══ RECORDS TO USE

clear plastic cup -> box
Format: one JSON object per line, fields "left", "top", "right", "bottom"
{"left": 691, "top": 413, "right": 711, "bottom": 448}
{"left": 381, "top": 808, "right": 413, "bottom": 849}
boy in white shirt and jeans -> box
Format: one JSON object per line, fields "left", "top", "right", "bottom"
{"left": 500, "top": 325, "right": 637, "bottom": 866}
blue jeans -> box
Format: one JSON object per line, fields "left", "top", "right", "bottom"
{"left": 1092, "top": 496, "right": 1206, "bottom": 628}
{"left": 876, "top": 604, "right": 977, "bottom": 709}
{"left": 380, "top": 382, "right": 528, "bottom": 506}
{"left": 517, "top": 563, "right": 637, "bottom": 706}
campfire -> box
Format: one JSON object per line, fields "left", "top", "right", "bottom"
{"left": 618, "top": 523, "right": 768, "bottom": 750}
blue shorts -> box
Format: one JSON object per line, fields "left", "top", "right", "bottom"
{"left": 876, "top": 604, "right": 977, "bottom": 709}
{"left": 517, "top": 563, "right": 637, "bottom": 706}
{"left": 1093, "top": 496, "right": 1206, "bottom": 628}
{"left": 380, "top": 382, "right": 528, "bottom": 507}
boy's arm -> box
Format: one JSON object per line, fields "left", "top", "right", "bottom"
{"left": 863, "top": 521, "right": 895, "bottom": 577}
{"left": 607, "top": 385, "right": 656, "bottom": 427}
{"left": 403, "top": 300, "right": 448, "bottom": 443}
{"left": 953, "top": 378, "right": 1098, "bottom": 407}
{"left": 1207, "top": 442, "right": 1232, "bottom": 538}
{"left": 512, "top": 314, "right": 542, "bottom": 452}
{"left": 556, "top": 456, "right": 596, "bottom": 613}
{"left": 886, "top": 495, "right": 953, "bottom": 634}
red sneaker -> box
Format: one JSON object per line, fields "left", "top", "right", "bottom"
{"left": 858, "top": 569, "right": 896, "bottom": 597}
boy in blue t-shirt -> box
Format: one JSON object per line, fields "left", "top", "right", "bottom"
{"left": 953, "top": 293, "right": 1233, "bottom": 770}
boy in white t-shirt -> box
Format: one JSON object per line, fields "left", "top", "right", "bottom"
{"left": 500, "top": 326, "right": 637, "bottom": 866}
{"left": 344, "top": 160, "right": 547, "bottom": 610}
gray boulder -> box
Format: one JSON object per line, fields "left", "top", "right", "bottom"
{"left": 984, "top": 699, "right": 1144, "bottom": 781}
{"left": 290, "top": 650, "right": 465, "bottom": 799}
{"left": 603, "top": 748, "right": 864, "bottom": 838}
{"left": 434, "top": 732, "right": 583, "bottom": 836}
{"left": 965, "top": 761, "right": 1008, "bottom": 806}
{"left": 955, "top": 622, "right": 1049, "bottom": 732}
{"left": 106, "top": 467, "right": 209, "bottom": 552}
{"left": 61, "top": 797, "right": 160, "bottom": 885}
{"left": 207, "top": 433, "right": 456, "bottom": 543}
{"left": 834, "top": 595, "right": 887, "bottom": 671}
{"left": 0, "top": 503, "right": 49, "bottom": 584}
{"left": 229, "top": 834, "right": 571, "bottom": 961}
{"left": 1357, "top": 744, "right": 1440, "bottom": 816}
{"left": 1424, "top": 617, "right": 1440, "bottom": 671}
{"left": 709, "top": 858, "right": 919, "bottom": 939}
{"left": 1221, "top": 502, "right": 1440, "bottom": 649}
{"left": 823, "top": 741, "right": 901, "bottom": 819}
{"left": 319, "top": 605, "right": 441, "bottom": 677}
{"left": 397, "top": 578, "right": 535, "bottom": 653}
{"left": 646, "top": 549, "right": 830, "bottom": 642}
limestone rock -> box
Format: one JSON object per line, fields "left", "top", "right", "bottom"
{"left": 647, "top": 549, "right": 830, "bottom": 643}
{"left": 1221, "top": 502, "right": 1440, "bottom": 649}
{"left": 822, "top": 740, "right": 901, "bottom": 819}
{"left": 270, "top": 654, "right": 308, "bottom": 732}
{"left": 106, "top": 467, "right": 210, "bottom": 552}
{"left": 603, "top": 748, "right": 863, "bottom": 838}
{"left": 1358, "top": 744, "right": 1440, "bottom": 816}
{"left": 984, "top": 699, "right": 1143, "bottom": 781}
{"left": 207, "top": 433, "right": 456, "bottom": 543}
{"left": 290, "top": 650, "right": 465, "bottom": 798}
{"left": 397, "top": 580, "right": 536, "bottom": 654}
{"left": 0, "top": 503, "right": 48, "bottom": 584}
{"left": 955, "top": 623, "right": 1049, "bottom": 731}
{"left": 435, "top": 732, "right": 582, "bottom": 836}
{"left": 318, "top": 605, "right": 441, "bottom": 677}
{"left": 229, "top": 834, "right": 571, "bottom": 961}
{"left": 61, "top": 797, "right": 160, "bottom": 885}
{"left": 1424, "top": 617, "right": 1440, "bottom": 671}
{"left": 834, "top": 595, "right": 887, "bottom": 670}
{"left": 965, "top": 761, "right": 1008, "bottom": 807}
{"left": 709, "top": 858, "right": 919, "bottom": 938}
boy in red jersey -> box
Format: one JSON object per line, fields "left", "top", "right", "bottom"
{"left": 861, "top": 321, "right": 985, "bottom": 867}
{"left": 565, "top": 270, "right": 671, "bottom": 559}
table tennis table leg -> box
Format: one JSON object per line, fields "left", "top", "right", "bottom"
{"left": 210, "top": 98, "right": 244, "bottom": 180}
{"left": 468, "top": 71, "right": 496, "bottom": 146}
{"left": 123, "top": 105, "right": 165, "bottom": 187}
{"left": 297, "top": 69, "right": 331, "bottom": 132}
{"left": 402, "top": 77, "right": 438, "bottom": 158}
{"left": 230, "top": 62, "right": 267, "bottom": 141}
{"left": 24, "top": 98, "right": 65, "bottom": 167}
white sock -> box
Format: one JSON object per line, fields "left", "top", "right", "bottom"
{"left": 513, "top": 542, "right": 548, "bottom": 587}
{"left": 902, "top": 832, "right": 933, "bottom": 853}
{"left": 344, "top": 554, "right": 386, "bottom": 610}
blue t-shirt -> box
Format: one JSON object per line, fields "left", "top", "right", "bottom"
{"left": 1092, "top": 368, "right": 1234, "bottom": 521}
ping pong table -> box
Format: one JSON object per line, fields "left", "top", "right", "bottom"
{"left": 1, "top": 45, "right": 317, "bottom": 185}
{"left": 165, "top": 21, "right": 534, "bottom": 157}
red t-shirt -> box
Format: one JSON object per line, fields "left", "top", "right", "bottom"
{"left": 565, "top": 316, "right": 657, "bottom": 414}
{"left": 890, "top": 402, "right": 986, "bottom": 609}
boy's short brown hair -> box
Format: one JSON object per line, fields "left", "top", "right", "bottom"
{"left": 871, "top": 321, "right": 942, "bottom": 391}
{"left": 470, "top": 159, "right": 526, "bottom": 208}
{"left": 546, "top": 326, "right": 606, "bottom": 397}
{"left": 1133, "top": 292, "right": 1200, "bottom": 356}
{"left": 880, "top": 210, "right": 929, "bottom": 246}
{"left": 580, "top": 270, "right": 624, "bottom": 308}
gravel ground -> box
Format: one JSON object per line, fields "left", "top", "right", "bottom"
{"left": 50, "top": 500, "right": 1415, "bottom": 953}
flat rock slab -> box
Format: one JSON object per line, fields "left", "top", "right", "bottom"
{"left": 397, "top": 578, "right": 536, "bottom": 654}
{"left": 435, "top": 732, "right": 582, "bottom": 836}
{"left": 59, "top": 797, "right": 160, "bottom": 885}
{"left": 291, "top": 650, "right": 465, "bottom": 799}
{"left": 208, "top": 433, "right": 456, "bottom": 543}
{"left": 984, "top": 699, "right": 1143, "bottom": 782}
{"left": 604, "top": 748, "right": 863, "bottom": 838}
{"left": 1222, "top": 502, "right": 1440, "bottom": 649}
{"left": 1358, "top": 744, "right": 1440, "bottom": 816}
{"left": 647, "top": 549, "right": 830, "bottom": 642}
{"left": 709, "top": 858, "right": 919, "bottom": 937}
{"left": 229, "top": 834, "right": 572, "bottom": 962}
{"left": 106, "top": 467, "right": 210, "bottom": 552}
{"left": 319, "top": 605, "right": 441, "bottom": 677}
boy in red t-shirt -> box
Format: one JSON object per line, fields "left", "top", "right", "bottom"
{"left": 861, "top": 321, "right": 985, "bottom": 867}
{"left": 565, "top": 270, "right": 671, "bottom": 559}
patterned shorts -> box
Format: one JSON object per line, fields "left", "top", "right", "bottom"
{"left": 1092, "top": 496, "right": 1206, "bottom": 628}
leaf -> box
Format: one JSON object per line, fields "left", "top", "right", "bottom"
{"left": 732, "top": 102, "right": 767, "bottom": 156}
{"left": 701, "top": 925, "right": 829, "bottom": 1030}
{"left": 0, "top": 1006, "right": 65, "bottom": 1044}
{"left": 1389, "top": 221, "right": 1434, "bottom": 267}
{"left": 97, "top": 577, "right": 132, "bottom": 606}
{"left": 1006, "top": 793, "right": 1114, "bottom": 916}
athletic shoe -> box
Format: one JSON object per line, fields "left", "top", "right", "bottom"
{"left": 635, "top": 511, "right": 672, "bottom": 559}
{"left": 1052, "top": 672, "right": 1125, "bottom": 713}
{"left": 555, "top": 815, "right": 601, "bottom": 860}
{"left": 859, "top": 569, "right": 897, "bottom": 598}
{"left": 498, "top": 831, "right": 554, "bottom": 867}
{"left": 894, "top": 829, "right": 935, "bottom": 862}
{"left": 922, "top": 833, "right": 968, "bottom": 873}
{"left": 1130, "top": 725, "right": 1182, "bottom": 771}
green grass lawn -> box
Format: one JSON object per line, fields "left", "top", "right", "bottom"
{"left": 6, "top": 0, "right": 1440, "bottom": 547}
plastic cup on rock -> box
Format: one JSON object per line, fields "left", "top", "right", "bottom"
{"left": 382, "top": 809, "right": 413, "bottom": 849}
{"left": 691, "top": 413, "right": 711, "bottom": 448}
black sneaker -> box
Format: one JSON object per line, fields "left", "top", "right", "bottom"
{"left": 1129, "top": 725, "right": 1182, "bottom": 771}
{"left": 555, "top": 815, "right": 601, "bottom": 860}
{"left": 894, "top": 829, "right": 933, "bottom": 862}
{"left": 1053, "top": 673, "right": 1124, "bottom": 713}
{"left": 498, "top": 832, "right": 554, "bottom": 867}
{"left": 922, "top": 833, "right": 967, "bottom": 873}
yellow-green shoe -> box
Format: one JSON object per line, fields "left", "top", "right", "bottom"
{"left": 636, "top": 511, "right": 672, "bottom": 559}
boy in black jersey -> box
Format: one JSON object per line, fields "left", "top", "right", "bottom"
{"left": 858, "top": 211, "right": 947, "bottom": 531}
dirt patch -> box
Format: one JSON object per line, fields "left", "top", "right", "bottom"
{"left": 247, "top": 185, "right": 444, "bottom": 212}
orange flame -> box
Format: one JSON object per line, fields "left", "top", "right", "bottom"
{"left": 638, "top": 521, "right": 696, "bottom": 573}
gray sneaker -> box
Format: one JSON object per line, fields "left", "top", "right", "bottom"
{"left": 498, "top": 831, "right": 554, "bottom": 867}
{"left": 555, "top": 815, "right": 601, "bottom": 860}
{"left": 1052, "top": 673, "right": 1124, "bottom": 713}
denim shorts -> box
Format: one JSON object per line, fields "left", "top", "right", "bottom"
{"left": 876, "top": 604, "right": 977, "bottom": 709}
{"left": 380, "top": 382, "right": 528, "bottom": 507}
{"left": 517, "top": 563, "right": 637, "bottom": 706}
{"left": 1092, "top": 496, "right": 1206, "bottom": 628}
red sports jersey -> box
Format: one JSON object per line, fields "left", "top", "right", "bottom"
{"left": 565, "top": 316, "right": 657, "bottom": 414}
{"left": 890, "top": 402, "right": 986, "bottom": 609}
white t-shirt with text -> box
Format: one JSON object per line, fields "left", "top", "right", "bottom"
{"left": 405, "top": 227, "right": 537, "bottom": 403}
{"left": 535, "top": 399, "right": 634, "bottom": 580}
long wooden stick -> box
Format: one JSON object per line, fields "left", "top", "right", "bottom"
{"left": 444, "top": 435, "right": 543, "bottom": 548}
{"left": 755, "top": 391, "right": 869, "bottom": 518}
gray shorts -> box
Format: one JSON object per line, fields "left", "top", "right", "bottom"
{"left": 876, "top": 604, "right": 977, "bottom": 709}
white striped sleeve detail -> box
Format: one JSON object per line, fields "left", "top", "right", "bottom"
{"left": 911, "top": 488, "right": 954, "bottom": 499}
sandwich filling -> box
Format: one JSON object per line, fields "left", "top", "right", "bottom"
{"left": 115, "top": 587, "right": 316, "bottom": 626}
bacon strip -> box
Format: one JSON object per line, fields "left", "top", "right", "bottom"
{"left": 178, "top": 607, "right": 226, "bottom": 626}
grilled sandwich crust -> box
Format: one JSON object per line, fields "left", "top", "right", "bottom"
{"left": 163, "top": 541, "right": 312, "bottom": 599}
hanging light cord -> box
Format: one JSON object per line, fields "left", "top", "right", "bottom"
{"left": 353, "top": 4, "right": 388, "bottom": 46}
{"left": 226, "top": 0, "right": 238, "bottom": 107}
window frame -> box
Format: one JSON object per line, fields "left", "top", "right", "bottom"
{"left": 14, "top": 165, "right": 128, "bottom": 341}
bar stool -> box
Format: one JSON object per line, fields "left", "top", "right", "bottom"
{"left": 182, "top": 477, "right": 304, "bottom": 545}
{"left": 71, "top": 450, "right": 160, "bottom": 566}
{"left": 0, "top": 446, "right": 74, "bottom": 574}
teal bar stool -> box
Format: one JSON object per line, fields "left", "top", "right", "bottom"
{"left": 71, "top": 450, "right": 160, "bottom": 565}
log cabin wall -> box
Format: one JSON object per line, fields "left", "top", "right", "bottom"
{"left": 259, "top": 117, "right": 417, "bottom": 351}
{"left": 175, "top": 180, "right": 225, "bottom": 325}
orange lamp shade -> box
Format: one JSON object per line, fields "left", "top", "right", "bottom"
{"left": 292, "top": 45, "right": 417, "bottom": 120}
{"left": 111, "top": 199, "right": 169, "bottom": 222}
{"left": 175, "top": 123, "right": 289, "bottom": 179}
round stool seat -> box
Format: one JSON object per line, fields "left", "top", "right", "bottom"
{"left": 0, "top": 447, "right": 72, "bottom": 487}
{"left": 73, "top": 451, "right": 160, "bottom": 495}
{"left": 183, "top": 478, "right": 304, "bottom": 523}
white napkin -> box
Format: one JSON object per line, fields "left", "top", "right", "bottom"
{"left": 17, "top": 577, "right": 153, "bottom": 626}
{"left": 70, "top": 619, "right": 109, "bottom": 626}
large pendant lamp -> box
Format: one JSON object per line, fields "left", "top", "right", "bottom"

════

What do the lines above say from the one containing "green grass lawn -> box" down to the one containing "black sneaker -> box"? Return them exactly, both end lines included, and only them.

green grass lawn -> box
Format: one JSON object per line, fields "left", "top", "right", "bottom"
{"left": 6, "top": 0, "right": 1440, "bottom": 547}
plastic cup on rock -> box
Format: one JSON object per line, fields "left", "top", "right", "bottom"
{"left": 382, "top": 809, "right": 413, "bottom": 849}
{"left": 691, "top": 413, "right": 711, "bottom": 448}
black sneaker -> box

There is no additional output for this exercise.